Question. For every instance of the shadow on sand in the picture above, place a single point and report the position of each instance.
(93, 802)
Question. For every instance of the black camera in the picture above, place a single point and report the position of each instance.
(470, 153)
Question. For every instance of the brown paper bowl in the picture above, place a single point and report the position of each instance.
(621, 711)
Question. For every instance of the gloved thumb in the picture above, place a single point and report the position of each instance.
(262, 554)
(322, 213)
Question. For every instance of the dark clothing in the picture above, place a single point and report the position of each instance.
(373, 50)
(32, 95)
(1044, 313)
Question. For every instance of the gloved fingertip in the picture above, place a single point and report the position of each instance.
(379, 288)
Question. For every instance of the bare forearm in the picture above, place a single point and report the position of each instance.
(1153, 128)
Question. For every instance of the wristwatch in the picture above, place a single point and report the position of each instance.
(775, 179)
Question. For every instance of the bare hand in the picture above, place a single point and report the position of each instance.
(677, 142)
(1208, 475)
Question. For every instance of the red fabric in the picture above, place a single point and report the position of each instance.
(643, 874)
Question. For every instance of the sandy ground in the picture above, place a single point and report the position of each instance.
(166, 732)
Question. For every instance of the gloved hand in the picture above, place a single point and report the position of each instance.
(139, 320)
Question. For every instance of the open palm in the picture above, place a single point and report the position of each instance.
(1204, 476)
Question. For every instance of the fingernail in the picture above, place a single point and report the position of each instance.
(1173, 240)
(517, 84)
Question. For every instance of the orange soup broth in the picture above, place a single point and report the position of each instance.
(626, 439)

...

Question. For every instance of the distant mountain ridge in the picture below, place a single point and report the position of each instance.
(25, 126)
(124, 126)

** Kurzauftrag **
Ermittle alle Zeilen der obigen Daten, in denen das Wort „bare“ vorkommt, und gib jede davon vollständig wieder. Groß- und Kleinschreibung ist dabei zu beachten.

** Lösung der Aufgabe **
Question. For every instance of the bare forearm in the picture above, place a single point and report the position of each instance.
Question. For every instance of the bare hand in the picture above, place a single point and report the position of each instance.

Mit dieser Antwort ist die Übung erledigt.